Reproduce the records below exactly as given.

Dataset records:
##########

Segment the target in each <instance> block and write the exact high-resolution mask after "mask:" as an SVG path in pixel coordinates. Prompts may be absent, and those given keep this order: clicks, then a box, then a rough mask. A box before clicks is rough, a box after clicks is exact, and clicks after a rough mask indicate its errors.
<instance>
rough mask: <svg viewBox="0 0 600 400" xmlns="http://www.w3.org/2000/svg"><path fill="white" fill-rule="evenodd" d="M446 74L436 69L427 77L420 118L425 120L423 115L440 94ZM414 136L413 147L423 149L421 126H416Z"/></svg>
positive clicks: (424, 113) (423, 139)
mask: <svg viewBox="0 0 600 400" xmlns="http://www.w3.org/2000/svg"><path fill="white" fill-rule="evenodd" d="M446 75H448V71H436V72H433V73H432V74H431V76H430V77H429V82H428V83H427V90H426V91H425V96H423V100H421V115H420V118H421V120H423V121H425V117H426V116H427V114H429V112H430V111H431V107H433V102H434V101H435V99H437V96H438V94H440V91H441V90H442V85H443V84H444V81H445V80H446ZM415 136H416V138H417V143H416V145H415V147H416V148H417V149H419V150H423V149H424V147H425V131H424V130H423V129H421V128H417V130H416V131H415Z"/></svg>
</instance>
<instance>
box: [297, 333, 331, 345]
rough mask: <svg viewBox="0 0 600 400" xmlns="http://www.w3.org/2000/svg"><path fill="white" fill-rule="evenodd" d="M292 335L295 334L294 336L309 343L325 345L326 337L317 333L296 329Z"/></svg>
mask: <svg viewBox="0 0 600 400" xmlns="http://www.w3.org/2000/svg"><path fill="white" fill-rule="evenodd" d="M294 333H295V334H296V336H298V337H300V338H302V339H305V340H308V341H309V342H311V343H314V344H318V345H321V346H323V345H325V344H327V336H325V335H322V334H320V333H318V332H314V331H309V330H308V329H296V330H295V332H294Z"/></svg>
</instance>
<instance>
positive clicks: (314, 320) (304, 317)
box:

##########

### Response for this exercise
Segment the target in each <instance> block and write the exact high-resolution mask after "mask:" as an SVG path in pixel coordinates. Prompts may be absent, and those given keep this order: clicks, then a box, then a rough mask. A box before clicks is rough, a box after clicks is exact, and clicks after a rough mask indicate its errors.
<instance>
rough mask: <svg viewBox="0 0 600 400" xmlns="http://www.w3.org/2000/svg"><path fill="white" fill-rule="evenodd" d="M446 74L436 69L427 77L420 118L425 120L423 115L440 94ZM414 136L413 147L423 149L421 126H416Z"/></svg>
positive clicks: (424, 113) (423, 139)
mask: <svg viewBox="0 0 600 400" xmlns="http://www.w3.org/2000/svg"><path fill="white" fill-rule="evenodd" d="M446 75H448V71H436V72H433V73H432V74H431V76H430V77H429V82H428V83H427V90H426V91H425V96H423V100H421V115H420V118H421V120H423V121H425V117H426V116H427V114H429V112H430V111H431V107H433V102H434V101H435V99H437V96H438V94H440V91H441V90H442V85H443V84H444V81H445V80H446ZM415 136H416V138H417V143H416V145H415V147H416V148H417V149H419V150H423V149H424V147H425V131H424V130H423V129H421V128H417V130H416V131H415Z"/></svg>
</instance>
<instance>
box: [297, 333, 331, 345]
rough mask: <svg viewBox="0 0 600 400" xmlns="http://www.w3.org/2000/svg"><path fill="white" fill-rule="evenodd" d="M292 335L295 334L294 336L309 343L325 345L326 337L317 333L296 329Z"/></svg>
mask: <svg viewBox="0 0 600 400" xmlns="http://www.w3.org/2000/svg"><path fill="white" fill-rule="evenodd" d="M294 333H295V334H296V336H298V337H300V338H302V339H305V340H308V341H309V342H311V343H314V344H318V345H321V346H323V345H325V344H327V336H325V335H322V334H320V333H318V332H314V331H309V330H308V329H296V330H295V332H294Z"/></svg>
</instance>
<instance>
positive clicks: (314, 320) (304, 317)
box:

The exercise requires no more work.